> [Requirement 1]:
Repeat the passage of the text on grouping data in C# from "The standard query" to "even or odd.".
> [Requirement 2]:
Carry on the text on grouping data in C# from its final sentence.

> [Source text]:
Grouping Data (C#)
Grouping refers to the operation of putting data into groups so that the elements in each group share a common attribute. The following illustration shows the results of grouping a sequence of characters. The key for each group is the character.
Important
These samples use an System.Collections.Generic.IEnumerable<T> data source. Data sources based on System.Linq.IQueryProvider use System.Linq.IQueryable<T> data sources and expression trees. Expression trees have limitations on the allowed C# syntax. Furthermore, each IQueryProvider
data source, such as EF Core may impose more restrictions. Check the documentation for your data source.
The standard query operator methods that group data elements are listed in the following table.
Method Name | Description | C# Query Expression Syntax | More Information |
---|---|---|---|
GroupBy | Groups elements that share a common attribute. An IGrouping<TKey,TElement> object represents each group. | group … by -or- group … by … into … |
Enumerable.GroupBy Queryable.GroupBy |
ToLookup | Inserts elements into a Lookup<TKey,TElement> (a one-to-many dictionary) based on a key selector function. | Not applicable. | Enumerable.ToLookup |
The following code example uses the group by
clause to group integers in a list according to whether they're even or odd.

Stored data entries
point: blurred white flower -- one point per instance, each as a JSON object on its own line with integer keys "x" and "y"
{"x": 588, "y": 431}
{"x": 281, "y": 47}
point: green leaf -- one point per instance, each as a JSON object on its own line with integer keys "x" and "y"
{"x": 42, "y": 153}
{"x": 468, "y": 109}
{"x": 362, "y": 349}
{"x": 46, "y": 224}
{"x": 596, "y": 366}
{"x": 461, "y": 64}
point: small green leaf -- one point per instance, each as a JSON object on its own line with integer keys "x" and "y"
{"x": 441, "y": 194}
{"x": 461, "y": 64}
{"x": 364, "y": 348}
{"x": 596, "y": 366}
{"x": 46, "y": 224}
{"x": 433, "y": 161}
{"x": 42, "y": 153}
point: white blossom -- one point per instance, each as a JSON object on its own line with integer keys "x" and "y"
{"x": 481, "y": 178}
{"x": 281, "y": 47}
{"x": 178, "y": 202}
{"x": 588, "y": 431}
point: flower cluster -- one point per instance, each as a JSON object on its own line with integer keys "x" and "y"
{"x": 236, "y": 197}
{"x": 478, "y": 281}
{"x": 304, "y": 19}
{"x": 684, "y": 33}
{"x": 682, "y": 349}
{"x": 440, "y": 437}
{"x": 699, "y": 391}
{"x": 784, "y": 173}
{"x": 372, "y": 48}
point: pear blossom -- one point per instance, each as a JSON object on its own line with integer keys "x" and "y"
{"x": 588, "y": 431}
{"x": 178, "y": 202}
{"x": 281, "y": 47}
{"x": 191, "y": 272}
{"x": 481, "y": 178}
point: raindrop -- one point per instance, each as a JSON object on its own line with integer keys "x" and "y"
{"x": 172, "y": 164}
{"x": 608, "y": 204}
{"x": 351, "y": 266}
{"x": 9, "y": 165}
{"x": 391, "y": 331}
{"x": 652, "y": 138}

> [Written response 1]:
The standard query operator methods that group data elements are listed in the following table.
Method Name | Description | C# Query Expression Syntax | More Information |
---|---|---|---|
GroupBy | Groups elements that share a common attribute. An IGrouping<TKey,TElement> object represents each group. | group … by -or- group … by … into … |
Enumerable.GroupBy Queryable.GroupBy |
ToLookup | Inserts elements into a Lookup<TKey,TElement> (a one-to-many dictionary) based on a key selector function. | Not applicable. | Enumerable.ToLookup |
The following code example uses the group by
clause to group integers in a list according to whether they're even or odd.

> [Written response 2]:
List<int> numbers = [35, 44, 200, 84, 3987, 4, 199, 329, 446, 208];
IEnumerable<IGrouping<int, int>> query = from number in numbers
group number by number % 2;
foreach (var group in query)
{
Console.WriteLine(group.Key == 0 ? "\nEven numbers:" : "\nOdd numbers:");
foreach (int i in group)
{
Console.WriteLine(i);
}
}
The equivalent query using method syntax is shown in the following code:
List<int> numbers = [35, 44, 200, 84, 3987, 4, 199, 329, 446, 208];
IEnumerable<IGrouping<int, int>> query = numbers
.GroupBy(number => number % 2);
foreach (var group in query)
{
Console.WriteLine(group.Key == 0 ? "\nEven numbers:" : "\nOdd numbers:");
foreach (int i in group)
{
Console.WriteLine(i);
}
}
Note
The following examples in this article use the common data sources for this area.
Each Student
has a grade level, a primary department, and a series of scores. A Teacher
also has a City
property that identifies the campus where the teacher holds classes. A Department
has a name, and a reference to a Teacher
who serves as the department head.
You can find the example data set in the source repo.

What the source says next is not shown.